▶ INSTRUCTIONS TO FOLLOW: Copy out the data below verbatim, starting at the line that contains "Would you please locate the stone" and continuing through the last line of the data.

Point annotation dataset records
-*-*-

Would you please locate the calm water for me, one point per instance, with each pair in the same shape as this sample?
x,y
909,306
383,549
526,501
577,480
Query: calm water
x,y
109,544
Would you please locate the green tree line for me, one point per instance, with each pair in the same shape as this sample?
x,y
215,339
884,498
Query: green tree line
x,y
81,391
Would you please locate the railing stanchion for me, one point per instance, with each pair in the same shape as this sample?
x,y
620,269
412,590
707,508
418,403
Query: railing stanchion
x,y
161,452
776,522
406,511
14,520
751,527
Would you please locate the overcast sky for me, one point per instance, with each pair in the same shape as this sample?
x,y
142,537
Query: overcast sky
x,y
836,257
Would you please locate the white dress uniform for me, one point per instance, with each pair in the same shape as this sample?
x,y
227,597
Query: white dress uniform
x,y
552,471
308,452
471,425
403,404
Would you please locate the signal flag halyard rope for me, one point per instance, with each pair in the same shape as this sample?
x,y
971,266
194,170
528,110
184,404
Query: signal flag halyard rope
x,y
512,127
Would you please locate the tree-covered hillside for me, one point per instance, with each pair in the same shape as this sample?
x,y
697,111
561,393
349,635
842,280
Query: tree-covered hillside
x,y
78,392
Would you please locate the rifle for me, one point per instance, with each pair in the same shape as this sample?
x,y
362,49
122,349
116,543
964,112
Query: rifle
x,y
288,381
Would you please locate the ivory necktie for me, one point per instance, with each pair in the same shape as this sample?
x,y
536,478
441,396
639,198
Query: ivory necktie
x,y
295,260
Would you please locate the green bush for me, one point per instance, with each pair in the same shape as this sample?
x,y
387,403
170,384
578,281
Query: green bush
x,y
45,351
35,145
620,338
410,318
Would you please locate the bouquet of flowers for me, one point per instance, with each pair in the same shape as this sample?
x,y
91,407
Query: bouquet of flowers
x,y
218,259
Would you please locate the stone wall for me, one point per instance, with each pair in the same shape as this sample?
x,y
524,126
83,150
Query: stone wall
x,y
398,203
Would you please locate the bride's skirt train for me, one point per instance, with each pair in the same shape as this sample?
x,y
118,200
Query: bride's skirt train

-*-*-

▶ WRITTEN RESPONSE:
Would you please locate the stone wall for me, one point per instance, with each pair in the same shape as this sample?
x,y
524,126
83,150
Query: stone wall
x,y
398,203
Would you please locate the bride's skirt train for me, one point per instance, with each pair in the same shape as this sample?
x,y
118,200
Query: bride's skirt train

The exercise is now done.